- [Work required] State the number of lines in the records that contain "bird", with no other words.
=== Exercise data ===
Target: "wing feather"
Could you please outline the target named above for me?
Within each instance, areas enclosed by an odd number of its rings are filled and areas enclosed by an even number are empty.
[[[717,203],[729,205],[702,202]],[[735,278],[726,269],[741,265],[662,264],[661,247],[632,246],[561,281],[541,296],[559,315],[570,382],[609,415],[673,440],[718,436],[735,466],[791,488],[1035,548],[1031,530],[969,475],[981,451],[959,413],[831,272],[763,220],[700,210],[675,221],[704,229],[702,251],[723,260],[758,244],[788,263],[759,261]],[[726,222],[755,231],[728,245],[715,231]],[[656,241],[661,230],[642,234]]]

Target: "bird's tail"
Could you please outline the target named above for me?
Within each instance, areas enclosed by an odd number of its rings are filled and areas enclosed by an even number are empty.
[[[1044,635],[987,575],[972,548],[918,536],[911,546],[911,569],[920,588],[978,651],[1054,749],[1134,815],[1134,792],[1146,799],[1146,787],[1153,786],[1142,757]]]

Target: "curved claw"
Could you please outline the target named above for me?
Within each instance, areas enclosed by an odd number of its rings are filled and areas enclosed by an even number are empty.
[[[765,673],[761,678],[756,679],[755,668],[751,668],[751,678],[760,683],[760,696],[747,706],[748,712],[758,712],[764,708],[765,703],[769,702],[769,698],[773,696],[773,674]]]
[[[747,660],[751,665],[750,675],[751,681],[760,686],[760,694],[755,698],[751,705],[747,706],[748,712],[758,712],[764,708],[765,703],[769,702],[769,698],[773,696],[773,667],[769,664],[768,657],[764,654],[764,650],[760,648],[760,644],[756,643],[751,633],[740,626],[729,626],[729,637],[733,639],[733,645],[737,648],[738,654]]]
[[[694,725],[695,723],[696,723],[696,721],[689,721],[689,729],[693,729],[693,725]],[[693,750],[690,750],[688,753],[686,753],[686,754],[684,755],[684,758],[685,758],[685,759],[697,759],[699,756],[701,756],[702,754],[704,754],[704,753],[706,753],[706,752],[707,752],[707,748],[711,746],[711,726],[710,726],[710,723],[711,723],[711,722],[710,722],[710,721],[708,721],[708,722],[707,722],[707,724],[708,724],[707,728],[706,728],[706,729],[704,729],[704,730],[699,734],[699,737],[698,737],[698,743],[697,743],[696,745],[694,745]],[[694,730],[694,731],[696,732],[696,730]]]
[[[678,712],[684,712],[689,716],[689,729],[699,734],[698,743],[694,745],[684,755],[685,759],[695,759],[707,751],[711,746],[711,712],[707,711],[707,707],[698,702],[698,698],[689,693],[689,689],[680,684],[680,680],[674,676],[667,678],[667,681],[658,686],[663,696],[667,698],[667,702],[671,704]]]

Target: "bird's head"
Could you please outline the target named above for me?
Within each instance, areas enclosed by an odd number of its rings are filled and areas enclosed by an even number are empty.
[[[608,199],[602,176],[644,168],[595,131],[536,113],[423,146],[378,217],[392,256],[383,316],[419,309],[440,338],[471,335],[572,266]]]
===
- [Written answer] 2